SUPPLIED PASSAGE ->
## Start

PLAN OF DISTRIBUTION
Pursuant to an underwriting agreement dated September 21, 2009 (the “Underwriting Agreement”), we have agreed to sell and the Underwriters have agreed to purchase on September 29, 2009, or such date as may be agreed upon, subject to the terms and conditions stated in the Underwriting Agreement, all but not less than 6,200,000 Common Shares at a price of C$10.65 per Common Share, payable in cash to the Company against delivery of such Common Shares. The obligations of the Underwriters under the Underwriting Agreement may be terminated upon the occurrence of certain stated events. The Underwriters are, however, obligated to take up and pay for all of the Common Shares if any Common Shares are purchased under the Underwriting Agreement. The Underwriters propose to offer the Common Shares initially to the public at the offering price set forth on the face page of this prospectus supplement. After the Underwriters have made a reasonable effort to sell all of the Common Shares at the price specified herein, the offering price may be decreased and further changed from time to time to an amount not greater than the offering price specified herein.
The Underwriting Agreement also provides that the Company will indemnify the Underwriters and their respective affiliates and their respective directors, officers, employees, shareholders, agents and certain persons who control the Underwriters against certain liabilities and expenses, including liabilities under the U.S. Securities Act.
We have granted to the Underwriters the option to purchase up to an additional 900,000 Common Shares at the offering price hereunder, exercisable at any time up to thirty days after closing of the offering.
The Underwriting Agreement provides that the Underwriters will be paid a fee equal to C$0.5325 for each Common Share sold.
Pursuant to policy statements of certain Canadian securities regulators, the Underwriters may not, throughout the period of distribution, bid for or purchase common shares. The foregoing restriction is subject to certain exceptions for bids or purchases made through the facilities of the TSX, in accordance with the Universal Market Integrity Rules of Market Regulation Services Inc., including, (a) market stabilization or market balancing activities on the TSX where the bid for or purchase of the common shares is for the purpose of maintaining a fair and orderly market in the common shares, subject to price limitations applicable to such bids or purchases, (b) a bid or purchase on behalf of a client, other than certain prescribed clients, provided that the client’s order was not solicited by the Underwriters, or if the client’s order was solicited, the solicitation occurred before the commencement of a prescribed restricted period, and (c) a bid or purchase to cover a short position entered into prior to the commencement of a prescribed restricted period.
Until the distribution of the Common Shares is completed, SEC rules may limit the Underwriters from bidding for and purchasing common shares of the Company. However, the Underwriters may engage in transactions that stabilize the price of the common shares of the Company, such as bids or purchases to peg, fix or maintain that price.

## End

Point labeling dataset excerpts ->

## Start

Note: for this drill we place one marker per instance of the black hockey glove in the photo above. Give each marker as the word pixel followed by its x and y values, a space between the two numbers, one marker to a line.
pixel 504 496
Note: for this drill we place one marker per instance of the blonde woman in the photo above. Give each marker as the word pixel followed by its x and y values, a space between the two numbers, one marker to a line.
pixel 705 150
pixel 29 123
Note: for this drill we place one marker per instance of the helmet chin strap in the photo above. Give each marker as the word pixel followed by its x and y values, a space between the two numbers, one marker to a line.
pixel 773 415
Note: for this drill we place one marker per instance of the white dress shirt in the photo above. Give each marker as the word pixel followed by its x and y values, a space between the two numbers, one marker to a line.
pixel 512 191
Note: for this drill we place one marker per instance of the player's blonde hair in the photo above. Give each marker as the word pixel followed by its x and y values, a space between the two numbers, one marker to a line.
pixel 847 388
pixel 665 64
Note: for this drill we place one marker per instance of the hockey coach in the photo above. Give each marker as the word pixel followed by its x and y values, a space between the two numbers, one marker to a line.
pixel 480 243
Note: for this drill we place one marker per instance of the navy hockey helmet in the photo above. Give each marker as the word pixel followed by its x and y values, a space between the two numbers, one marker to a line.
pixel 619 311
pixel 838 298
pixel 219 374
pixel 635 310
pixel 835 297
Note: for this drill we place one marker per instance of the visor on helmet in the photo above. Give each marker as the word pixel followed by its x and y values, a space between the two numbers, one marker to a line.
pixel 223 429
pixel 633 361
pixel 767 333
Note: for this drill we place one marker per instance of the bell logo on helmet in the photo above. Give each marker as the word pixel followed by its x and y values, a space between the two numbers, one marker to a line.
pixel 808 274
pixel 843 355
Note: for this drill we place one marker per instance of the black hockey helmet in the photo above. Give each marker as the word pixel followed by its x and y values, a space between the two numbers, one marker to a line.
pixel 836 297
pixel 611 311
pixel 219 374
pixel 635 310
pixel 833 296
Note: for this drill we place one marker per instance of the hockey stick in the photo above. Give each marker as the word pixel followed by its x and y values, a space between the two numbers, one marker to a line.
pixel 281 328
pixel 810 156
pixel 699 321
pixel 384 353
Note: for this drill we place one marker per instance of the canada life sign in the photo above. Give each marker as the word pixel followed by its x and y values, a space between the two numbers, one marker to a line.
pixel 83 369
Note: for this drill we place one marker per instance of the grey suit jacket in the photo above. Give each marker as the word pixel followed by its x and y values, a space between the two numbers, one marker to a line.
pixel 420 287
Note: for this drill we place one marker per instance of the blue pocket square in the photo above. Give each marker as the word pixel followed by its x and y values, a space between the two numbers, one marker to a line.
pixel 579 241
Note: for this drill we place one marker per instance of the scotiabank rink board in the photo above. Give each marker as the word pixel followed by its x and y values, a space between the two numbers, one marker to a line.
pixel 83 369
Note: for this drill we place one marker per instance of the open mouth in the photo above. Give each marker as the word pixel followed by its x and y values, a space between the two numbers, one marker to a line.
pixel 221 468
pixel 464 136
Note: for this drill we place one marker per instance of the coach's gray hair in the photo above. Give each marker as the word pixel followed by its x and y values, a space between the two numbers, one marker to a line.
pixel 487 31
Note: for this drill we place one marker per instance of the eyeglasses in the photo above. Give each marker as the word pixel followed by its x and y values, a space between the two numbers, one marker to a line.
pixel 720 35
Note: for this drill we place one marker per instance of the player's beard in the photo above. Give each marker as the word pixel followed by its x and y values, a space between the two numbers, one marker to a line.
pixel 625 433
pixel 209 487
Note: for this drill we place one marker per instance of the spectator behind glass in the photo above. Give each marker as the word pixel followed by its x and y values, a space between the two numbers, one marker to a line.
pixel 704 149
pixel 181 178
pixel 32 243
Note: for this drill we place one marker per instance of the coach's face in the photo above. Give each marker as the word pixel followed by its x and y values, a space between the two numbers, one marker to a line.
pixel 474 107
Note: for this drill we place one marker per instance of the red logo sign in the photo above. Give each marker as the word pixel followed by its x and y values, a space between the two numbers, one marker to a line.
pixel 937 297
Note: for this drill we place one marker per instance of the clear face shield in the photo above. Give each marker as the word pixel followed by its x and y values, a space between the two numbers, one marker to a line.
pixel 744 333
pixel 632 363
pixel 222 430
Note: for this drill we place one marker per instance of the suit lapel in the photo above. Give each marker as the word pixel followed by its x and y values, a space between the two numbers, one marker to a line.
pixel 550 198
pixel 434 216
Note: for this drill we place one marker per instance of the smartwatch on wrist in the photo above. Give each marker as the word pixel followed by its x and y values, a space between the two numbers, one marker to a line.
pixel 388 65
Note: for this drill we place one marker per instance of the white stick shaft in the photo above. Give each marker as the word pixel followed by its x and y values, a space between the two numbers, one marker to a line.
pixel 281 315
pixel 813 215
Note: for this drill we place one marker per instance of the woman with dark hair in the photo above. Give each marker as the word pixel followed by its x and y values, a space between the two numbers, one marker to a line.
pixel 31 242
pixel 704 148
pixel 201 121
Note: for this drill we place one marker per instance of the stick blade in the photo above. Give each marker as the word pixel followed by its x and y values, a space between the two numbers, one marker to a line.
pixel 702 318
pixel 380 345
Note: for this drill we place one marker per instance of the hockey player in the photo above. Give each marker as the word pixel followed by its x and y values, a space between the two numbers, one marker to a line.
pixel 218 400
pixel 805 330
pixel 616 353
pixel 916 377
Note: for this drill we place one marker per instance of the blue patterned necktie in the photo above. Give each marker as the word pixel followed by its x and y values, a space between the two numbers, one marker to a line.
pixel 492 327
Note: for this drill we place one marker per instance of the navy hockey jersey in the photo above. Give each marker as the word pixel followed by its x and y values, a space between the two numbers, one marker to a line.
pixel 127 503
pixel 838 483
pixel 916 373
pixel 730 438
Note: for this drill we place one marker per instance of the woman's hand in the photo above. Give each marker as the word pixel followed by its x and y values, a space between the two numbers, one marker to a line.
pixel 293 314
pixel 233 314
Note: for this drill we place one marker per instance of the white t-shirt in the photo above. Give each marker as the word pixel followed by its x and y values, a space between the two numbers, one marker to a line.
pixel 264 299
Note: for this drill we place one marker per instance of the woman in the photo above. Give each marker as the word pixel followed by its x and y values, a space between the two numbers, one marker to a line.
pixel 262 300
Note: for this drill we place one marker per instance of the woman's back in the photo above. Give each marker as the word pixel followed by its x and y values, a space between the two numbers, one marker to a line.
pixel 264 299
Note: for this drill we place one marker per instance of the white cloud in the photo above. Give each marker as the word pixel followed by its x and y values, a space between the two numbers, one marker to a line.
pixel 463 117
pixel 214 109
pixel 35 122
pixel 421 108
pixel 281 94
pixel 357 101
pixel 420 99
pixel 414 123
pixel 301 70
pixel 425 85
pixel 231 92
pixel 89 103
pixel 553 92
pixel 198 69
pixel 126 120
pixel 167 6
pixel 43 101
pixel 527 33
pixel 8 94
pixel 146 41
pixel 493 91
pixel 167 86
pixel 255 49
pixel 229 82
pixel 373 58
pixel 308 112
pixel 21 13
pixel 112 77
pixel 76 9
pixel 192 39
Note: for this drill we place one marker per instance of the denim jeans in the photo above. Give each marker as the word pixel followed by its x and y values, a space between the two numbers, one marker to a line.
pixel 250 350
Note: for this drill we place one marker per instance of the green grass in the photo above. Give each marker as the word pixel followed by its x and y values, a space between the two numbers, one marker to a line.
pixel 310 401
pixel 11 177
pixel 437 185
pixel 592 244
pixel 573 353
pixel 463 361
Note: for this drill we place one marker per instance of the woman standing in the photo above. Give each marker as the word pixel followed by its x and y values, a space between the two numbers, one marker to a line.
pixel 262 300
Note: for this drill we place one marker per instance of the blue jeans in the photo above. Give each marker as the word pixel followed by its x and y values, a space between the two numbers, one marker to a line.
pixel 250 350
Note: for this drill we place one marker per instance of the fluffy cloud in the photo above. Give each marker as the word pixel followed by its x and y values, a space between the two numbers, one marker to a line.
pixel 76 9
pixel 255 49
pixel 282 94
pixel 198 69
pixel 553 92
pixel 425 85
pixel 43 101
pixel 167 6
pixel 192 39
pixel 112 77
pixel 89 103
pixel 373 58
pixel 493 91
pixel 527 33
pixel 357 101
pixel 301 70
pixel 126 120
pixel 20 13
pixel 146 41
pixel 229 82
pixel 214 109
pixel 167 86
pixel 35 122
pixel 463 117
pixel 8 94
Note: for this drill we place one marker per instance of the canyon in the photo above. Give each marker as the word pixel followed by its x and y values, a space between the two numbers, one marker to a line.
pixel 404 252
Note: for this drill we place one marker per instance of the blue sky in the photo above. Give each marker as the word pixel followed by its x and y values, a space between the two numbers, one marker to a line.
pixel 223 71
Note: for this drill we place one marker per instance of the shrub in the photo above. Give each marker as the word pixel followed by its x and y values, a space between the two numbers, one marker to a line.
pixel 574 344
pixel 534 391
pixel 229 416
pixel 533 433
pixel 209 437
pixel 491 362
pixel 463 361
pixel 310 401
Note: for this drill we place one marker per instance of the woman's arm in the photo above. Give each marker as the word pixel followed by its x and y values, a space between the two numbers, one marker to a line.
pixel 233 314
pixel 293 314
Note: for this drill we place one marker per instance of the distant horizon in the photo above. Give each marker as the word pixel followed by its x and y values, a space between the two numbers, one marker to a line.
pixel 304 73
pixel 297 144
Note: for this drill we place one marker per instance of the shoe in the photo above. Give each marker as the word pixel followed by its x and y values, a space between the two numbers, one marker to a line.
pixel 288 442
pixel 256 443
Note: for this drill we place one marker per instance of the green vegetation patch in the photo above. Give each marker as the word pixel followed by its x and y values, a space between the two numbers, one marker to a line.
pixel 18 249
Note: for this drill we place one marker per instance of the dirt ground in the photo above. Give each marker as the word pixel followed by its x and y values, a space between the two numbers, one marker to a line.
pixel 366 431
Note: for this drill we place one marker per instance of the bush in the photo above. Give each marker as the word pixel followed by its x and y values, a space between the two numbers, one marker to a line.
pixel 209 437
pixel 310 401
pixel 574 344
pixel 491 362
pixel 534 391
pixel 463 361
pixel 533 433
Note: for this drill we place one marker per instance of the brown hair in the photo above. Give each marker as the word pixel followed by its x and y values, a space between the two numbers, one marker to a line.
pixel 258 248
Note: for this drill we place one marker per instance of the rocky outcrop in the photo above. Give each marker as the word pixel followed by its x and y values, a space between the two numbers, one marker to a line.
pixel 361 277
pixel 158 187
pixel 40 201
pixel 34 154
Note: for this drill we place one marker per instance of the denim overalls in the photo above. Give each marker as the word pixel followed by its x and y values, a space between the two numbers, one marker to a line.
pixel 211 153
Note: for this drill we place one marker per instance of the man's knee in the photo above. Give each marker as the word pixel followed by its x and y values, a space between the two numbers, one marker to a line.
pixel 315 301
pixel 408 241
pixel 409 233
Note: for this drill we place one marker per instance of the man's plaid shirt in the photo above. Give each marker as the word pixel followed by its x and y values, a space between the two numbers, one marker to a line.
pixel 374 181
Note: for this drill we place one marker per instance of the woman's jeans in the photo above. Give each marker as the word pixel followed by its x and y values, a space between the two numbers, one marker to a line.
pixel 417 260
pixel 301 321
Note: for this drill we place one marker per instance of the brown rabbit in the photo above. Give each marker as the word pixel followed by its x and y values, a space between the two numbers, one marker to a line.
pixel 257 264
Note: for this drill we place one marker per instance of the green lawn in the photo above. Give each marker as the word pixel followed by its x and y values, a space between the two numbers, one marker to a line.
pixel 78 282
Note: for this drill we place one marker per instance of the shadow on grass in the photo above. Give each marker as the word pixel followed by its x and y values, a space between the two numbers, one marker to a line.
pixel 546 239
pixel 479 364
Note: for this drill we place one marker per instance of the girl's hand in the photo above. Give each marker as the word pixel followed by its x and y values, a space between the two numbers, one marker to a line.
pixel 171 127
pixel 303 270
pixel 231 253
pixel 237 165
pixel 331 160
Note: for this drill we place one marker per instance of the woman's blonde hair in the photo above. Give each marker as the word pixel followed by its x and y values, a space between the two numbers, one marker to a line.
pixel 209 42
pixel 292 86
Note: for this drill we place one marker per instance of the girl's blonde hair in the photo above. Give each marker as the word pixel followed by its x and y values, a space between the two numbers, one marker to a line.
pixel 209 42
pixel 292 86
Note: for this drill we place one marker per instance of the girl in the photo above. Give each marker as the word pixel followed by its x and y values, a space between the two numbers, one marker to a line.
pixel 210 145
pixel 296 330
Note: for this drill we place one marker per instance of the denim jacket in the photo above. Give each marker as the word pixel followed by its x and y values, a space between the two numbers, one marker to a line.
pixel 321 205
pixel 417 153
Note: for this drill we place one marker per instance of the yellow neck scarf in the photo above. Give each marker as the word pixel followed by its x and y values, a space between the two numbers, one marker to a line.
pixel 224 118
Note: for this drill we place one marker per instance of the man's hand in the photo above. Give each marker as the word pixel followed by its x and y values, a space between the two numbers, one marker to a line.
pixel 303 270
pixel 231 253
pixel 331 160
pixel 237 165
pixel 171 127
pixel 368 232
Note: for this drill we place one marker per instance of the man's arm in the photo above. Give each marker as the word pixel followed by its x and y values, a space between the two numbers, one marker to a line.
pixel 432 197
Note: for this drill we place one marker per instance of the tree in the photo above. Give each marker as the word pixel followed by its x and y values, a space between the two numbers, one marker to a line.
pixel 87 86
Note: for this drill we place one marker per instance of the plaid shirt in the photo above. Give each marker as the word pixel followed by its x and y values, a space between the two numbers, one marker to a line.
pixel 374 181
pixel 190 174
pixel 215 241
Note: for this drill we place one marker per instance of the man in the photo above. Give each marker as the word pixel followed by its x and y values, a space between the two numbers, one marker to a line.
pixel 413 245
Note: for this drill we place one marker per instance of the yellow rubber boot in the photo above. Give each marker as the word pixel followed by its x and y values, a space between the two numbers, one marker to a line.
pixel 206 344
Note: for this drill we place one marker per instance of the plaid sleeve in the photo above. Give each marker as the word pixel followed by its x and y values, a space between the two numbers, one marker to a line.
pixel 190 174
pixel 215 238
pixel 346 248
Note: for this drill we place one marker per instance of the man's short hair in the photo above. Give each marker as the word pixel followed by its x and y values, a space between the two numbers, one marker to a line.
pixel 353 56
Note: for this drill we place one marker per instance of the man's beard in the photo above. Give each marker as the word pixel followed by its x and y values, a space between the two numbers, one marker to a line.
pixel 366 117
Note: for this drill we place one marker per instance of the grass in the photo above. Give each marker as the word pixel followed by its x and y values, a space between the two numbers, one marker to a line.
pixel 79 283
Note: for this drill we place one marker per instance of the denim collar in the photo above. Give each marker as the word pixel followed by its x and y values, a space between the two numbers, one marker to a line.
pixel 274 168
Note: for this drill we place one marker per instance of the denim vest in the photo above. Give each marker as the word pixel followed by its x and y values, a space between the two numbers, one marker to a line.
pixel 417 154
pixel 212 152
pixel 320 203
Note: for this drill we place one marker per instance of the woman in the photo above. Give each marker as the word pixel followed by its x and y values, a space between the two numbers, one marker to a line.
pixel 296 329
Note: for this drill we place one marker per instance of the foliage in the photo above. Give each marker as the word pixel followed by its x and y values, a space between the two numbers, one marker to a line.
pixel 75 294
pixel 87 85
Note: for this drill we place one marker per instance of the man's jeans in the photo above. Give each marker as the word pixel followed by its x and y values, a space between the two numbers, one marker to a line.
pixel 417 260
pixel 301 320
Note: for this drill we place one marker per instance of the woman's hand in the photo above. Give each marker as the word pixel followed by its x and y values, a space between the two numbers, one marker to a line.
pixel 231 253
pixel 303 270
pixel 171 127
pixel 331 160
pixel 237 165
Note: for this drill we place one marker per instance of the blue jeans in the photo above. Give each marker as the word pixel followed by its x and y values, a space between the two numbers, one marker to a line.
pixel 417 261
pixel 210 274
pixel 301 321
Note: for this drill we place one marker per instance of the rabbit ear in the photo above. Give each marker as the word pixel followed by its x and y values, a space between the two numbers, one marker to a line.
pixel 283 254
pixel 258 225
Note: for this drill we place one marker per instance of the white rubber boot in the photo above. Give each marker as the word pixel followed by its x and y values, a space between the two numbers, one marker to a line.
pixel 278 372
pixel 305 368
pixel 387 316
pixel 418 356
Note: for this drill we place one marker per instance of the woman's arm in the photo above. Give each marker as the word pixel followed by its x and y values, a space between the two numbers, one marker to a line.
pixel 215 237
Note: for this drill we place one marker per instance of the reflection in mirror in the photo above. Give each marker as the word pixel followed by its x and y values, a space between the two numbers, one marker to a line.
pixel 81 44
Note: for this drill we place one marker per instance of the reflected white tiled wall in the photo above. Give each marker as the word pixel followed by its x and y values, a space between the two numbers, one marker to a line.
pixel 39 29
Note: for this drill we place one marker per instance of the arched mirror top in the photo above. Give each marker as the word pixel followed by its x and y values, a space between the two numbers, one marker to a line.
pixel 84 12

## End

WHAT YOU WILL DO ->
1) Can you repeat the plan of distribution word for word, between "The Underwriting Agreement also" and "Common Share sold.", inclusive?
2) Answer these questions from the plan of distribution:
(a) At what price per Common Share did the Underwriters agree to purchase the shares?
(b) Up to how many additional Common Shares does the Underwriters' option cover?
(c) What fee will the Underwriters be paid for each Common Share sold?

RESPONSES FOR EACH TASK ->
1)
The Underwriting Agreement also provides that the Company will indemnify the Underwriters and their respective affiliates and their respective directors, officers, employees, shareholders, agents and certain persons who control the Underwriters against certain liabilities and expenses, including liabilities under the U.S. Securities Act.
We have granted to the Underwriters the option to purchase up to an additional 900,000 Common Shares at the offering price hereunder, exercisable at any time up to thirty days after closing of the offering.
The Underwriting Agreement provides that the Underwriters will be paid a fee equal to C$0.5325 for each Common Share sold.

2)
(a) C$10.65
(b) 900,000
(c) C$0.5325